--- Selected passage ---
<<<<
# Documenting the Use of CBD Oil



## slc112071 (Apr 30, 2019)

Could you please give me your opinions on the documentation of the use of CBD oil in a physician's office note in Texas, where the use of Marijuana is illegal?  Should the physician stay neutral and not mention it at all, or document that the patient uses it?


----------



## mitchellde (Apr 30, 2019)

CBD oil and cannabis are two very different things.  CBD oil can be purchased in any state and distributed thru the mail system,. it is not illegal, it has no THC.   It is a naturopathic remedy.  The oil with the THC in it,  available only where cannabis is legal, is not marketed as CBD oil.


----------



## rachaelwilleford (Apr 30, 2019)

mitchellde said:


> CBD oil and cannabis are two very different things.  CBD oil can be purchased in any state and distributed thru the mail system,. it is not illegal, it has no THC.   It is a naturopathic remedy.  The oil with the THC in it,  available only where cannabis is legal, is not marketed as CBD oil.
>>>>
--- Required actions ---
1. Print the stretch of the CBD oil thread from "## slc112071 (Apr" through "patient uses it?".
2. According to mitchellde in the CBD oil thread, what substance does CBD oil not contain?
The listing comes from a separate source, not from the CBD oil thread.

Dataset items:
<<<<
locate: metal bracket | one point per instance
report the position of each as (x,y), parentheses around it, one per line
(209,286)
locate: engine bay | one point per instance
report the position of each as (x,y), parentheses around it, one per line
>>>>
--- Per-task outputs ---
1.
## slc112071 (Apr 30, 2019)

Could you please give me your opinions on the documentation of the use of CBD oil in a physician's office note in Texas, where the use of Marijuana is illegal?  Should the physician stay neutral and not mention it at all, or document that the patient uses it?

2. CBD oil has no THC.